▶ _What you have to do_: Reproduce the listing, requests included, starting at the line that has "If you could drop a marker on the white number" and stopping after its last line. Shift every coordinate in the answer points up by 109, and leave the format sample coordinates under each request unchanged.

▶ _Entries supplied_:

○ ○ ○

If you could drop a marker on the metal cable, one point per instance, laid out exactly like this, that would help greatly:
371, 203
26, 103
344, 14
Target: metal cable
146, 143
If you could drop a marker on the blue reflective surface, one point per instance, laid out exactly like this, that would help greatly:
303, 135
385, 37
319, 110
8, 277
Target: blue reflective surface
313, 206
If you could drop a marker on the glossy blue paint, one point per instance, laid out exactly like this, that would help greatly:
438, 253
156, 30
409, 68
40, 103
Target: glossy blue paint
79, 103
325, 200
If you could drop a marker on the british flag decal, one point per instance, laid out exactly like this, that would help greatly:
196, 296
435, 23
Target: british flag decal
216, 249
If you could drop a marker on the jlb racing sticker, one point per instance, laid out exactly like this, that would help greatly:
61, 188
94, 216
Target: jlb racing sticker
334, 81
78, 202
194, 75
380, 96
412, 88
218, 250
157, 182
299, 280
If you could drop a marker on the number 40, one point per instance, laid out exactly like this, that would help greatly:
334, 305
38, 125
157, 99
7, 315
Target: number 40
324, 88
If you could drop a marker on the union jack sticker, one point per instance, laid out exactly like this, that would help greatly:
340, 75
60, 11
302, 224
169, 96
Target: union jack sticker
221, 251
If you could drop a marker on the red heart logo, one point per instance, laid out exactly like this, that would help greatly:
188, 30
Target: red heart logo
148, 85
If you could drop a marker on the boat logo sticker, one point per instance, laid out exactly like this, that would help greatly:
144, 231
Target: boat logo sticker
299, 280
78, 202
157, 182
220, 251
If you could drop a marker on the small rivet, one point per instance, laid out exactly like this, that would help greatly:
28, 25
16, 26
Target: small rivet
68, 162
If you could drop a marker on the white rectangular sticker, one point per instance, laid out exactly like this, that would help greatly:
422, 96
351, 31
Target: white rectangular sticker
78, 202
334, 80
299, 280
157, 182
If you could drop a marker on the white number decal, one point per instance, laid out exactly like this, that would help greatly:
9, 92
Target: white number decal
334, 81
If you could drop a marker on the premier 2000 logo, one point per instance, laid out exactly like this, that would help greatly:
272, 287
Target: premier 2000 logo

○ ○ ○

▶ _Full output_:
If you could drop a marker on the white number decal, one point per instance, laid out exactly like this, that would help greatly:
9, 92
Target: white number decal
443, 190
If you could drop a marker on the premier 2000 logo, one point per instance, laid out exactly like this, that would help greatly:
272, 287
Target: premier 2000 logo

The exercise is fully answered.